*Requirement:* Identify each line of the material below that contains the word "baby" and copy those lines out in full.

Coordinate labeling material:
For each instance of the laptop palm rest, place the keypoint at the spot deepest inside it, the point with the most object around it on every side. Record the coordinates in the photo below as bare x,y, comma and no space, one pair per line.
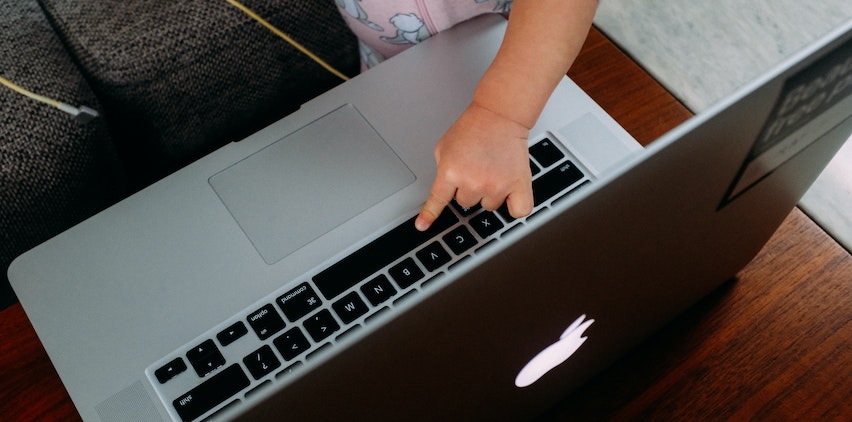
309,182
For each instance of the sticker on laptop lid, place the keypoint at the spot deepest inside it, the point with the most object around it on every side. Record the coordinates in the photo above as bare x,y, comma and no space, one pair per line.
811,102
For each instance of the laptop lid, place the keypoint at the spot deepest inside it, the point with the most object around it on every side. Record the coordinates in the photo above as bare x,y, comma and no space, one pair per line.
628,253
148,281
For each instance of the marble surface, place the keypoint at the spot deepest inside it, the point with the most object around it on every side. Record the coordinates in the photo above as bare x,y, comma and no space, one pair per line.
703,51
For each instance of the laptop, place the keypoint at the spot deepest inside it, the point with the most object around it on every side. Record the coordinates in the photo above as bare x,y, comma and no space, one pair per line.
281,277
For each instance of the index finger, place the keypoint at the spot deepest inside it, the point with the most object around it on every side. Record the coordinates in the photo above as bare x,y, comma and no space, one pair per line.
439,196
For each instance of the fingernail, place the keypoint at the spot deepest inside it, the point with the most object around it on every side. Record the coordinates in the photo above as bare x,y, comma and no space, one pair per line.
421,224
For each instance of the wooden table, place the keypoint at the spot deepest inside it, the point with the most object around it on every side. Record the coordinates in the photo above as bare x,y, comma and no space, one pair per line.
776,343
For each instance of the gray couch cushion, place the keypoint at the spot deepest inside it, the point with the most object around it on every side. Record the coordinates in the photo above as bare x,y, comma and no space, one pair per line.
54,172
181,78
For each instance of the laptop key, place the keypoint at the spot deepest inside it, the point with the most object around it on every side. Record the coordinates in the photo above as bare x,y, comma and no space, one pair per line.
371,258
265,321
261,362
205,358
170,370
459,240
291,344
211,393
485,224
232,333
321,325
299,302
555,181
378,290
405,273
349,307
433,256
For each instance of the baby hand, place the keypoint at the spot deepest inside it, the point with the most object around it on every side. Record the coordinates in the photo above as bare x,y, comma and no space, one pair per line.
483,159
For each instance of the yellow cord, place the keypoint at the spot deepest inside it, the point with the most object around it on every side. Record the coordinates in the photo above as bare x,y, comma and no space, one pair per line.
30,94
287,38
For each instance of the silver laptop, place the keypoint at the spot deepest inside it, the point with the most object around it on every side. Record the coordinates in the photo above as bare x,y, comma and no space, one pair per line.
281,277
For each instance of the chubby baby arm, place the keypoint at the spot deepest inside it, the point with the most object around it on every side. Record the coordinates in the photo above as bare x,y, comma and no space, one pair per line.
483,157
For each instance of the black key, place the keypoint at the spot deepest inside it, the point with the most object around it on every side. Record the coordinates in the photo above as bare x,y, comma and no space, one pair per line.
405,273
211,393
232,333
265,321
378,290
205,358
534,168
350,307
485,224
391,246
170,370
299,302
546,153
291,344
288,370
555,181
261,362
464,211
433,256
459,240
504,212
321,325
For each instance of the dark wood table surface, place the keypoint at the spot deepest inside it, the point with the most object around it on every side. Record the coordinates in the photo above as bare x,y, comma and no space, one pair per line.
775,343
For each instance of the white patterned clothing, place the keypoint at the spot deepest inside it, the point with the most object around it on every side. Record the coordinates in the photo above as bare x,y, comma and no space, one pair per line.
387,27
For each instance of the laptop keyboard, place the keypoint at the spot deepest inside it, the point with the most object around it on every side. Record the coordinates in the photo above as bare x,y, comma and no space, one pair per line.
268,341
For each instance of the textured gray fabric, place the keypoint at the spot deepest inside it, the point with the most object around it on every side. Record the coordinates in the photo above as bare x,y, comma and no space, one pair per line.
179,78
54,172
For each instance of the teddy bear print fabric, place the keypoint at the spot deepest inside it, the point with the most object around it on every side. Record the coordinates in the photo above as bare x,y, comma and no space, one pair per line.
387,27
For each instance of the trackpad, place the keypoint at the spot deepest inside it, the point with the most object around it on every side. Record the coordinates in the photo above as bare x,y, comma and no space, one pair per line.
309,182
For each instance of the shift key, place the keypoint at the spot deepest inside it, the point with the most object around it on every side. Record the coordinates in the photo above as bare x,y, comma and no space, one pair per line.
211,393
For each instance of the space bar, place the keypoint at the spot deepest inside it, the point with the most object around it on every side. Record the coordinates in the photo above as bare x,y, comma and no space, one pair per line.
392,245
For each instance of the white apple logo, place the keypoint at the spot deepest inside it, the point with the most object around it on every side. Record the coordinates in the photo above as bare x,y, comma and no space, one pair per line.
556,353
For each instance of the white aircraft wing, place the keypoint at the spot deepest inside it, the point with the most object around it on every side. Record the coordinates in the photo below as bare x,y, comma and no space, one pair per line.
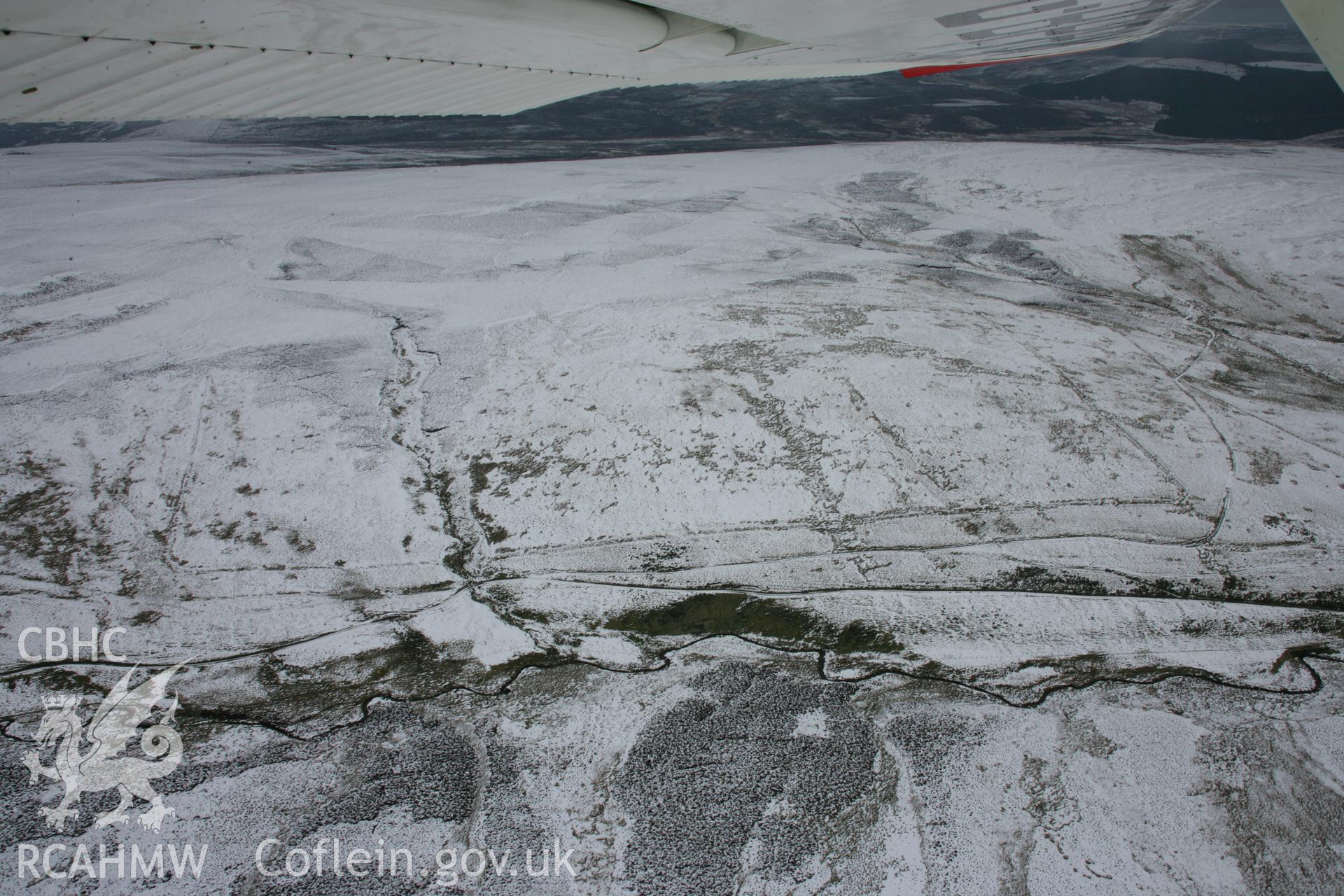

*Exercise solution:*
For each instance of the baby hand, place the keypoint at the spot deepest inside it, the point with the most object around it on every side. Record the coordinates in the photo above as bare x,y, comma and no space, one pair per line.
For each instance of the chubby baby arm, place the keypoint at the spot deepest inside it, the point with the most object around it on every side. Record the coordinates in the photo above as bare x,y, comma and no space, one pair per line.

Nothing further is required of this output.